**WHAT YOU WILL DO**
In the abstract on tau and mitophagy below, raising the level of which protein lessened the mitophagy deficits caused by htau?

Yu Hu1,*, Xia-Chun Li1,*, Zhi-hao Wang1, Yu Luo1, Xiangnan Zhang2, Xiu-Ping Liu1, Qiong Feng1, Qun Wang1, Zhenyu Yue3, Zhong Chen2, Keqiang Ye4, Jian-Zhi Wang1,5 and Gong-Ping Liu1,5

1 Department of Pathophysiology, School of Basic Medicine and The Collaborative Innovation Center for Brain Science, Key Laboratory of Ministry of Education of China for Neurological Disorders, Tongji Medical College, Huazhong University of Science and Technology, Wuhan, China

2 Department of Pharmacology, College of Pharmaceutical Sciences, Zhejiang University, Hangzhou, China

3 Departments of Neurology and Neuroscience, Friedman Brain Institute, Icahn School of Medicine at Mount Sinai, New York, NY, USA

4 Department of Pathology and Laboratory Medicine, Emory University School of Medicine, Atlanta, GA, USA

5 Co-innovation Center of Neuroregeneration, Nantong University, Nantong, JS, China

These authors have contributed equally to this work

Correspondence to:

Jian-Zhi Wang, email:

Gong-Ping Liu, email:

Keywords: tau, mitophagy, PINK1, Parkin, Alzheimer’s disease, Gerotarget

Received: November 15, 2015 Accepted: February 25, 2016 Published: March 02, 2016

Abstract

Intracellular accumulation of wild type tau is a hallmark of sporadic Alzheimer’s disease (AD). However, the molecular mechanisms underlying tau toxicity is not fully understood. Here, we detected mitophagy deficits evidenced by the increased levels of mitophagy markers, including COX IV, TOMM20, and the ratio of mtDNA to genomic DNA indexed as mt-Atp6/Rpl13, in the AD brains and in the human wild type full-length tau (htau) transgenic mice. More interestingly, the mitophagy deficit was only shown in the AD patients who had an increased total tau level. Further studies demonstrated that overexpression of htau induced mitophagy deficits in HEK293 cells, the primary hippocampal neurons and in the brains of C57 mice. Upon overexpression of htau, the mitochondrial membrane potential was increased and the levels of PTEN-induced kinase 1 (PINK1) and Parkin decreased in the mitochondrial fraction, while upregulation of Parkin attenuated the htau-induced mitophagy deficits. Finally, we detected a dose-dependent allocation of tau proteins into the mitochondrial outer membrane fraction along with its cytoplasmic accumulation. These data suggest that intracellular accumulation of htau induces mitophagy deficits by direct inserting into the mitochondrial membrane and thus increasing the membrane potential, which impairs the mitochondrial residence of PINK1/Parkin. Our findings reveal a novel mechanism underlying the htau-induced neuronal toxicities in AD and other tauopathies.

**COLLECTED MATERIAL**
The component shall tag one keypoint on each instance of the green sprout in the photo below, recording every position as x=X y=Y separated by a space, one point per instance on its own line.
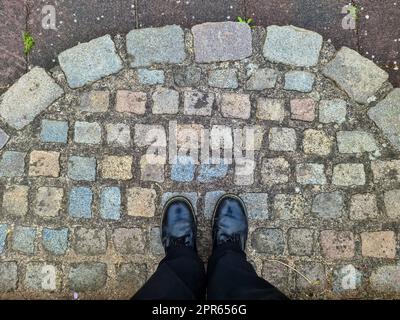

**REPLY**
Parkin